▶ STUDY MATERIAL:
= Beginning of Section =
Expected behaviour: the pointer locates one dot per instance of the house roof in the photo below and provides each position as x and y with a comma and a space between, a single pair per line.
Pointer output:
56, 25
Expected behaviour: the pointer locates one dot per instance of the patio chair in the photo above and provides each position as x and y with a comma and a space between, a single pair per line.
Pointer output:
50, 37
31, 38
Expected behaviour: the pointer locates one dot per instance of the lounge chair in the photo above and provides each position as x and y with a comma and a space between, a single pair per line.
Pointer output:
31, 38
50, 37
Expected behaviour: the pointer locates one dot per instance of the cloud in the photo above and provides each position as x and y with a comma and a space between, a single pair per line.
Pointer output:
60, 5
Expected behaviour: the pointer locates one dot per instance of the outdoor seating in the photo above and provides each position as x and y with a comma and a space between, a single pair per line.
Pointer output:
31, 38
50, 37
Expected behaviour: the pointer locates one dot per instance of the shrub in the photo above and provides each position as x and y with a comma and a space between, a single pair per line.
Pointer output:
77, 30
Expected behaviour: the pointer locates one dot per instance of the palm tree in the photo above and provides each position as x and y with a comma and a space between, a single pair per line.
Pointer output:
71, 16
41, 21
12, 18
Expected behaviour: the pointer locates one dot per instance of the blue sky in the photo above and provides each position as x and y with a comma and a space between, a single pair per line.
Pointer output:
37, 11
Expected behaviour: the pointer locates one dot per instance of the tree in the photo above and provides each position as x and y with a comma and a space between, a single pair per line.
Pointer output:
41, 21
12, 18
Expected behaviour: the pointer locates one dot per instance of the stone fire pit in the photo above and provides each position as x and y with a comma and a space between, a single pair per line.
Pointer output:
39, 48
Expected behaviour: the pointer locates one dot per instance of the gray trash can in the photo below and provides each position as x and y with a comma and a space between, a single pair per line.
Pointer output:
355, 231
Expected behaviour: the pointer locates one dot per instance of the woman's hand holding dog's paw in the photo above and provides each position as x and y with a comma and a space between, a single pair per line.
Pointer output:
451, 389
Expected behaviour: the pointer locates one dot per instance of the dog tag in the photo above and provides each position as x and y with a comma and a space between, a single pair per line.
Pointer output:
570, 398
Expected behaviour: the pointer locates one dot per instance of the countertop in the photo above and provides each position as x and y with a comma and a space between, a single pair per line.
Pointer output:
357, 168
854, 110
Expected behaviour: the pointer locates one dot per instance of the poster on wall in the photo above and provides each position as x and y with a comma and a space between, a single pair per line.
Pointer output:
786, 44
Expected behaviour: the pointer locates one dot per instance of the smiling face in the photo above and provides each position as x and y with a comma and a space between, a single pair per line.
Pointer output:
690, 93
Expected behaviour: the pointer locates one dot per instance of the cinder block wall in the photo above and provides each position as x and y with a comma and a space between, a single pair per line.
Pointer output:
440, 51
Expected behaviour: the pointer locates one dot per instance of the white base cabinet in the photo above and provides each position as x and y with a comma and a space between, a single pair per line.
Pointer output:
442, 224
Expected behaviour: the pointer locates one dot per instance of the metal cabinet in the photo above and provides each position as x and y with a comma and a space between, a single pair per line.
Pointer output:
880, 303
= End of Section =
▶ TASK TO COMPLETE:
Scan the records for lines that hold "below", and reproduce each one you find.

▶ PROBLEM SOLUTION:
Expected behaviour: the pointer locates one dot per instance of the house roof in the photo below and provides each position as x and y with a comma and a space between, a single pair per line.
Expected behaviour: the pointer locates one dot per instance of the gray trash can in the photo below and provides each position as x and y with a comma and a space between, a single pair per line.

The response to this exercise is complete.